Texte source =
------------------------------------------------------------------------
Sept ans après son Alcina venue de Zurich presque jour pour jour, voici un autre spectacle de Christof Loy monté ici, importé cette fois de la Scala. On sait, depuis son Guercoeur à l’Opéra du Rhin au printemps dernier, que ce metteur en scène cultive désormais une épure qui fuit tout effet spectaculaire et dont l’ascétisme s’accorde ici au monde protestant du livret dérivé de Goethe. Après une première partie conventionnelle mais riche de détails savoureux et avec un zeste de burlesque, comme le calme avant la tempête, un saut qualitatif se produit avec le retour de Werther, vêtu en smoking comme pour se rendre à une fête en larmes. Là, déployant une violence quasi chéraldienne, Charlotte s’adonne à une vengeance un rien sadique contre son époux choisi par sa mère mourante en l’éclaboussant des lettres intimes que Werther lui écrivait dans son exil.
------------------------------------------------------------------------
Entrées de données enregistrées
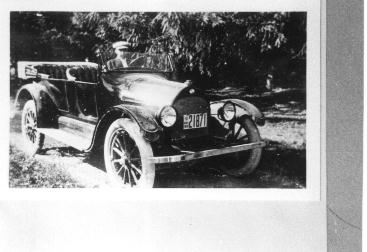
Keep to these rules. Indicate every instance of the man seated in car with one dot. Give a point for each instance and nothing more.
(120, 60)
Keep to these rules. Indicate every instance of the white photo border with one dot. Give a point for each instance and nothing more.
(315, 132)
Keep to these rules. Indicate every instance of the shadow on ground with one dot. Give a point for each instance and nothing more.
(280, 167)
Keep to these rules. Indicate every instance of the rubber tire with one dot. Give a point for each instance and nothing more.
(241, 167)
(145, 150)
(31, 148)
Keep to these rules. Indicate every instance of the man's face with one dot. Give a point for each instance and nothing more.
(120, 52)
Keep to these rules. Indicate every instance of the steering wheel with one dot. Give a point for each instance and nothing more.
------------------------------------------------------------------------
Travail demandé =
1 > D'après le texte source, de quel théâtre a été importé ce spectacle de Christof Loy ?
2 > Renvoyez le passage du texte source qui s'ouvre sur les mots contenant "Sept ans après" et se clôt sur "dans son exil.".

Problèmes résolus =
1 > Il a été importé de la Scala.

2 >
Sept ans après son Alcina venue de Zurich presque jour pour jour, voici un autre spectacle de Christof Loy monté ici, importé cette fois de la Scala. On sait, depuis son Guercoeur à l’Opéra du Rhin au printemps dernier, que ce metteur en scène cultive désormais une épure qui fuit tout effet spectaculaire et dont l’ascétisme s’accorde ici au monde protestant du livret dérivé de Goethe. Après une première partie conventionnelle mais riche de détails savoureux et avec un zeste de burlesque, comme le calme avant la tempête, un saut qualitatif se produit avec le retour de Werther, vêtu en smoking comme pour se rendre à une fête en larmes. Là, déployant une violence quasi chéraldienne, Charlotte s’adonne à une vengeance un rien sadique contre son époux choisi par sa mère mourante en l’éclaboussant des lettres intimes que Werther lui écrivait dans son exil.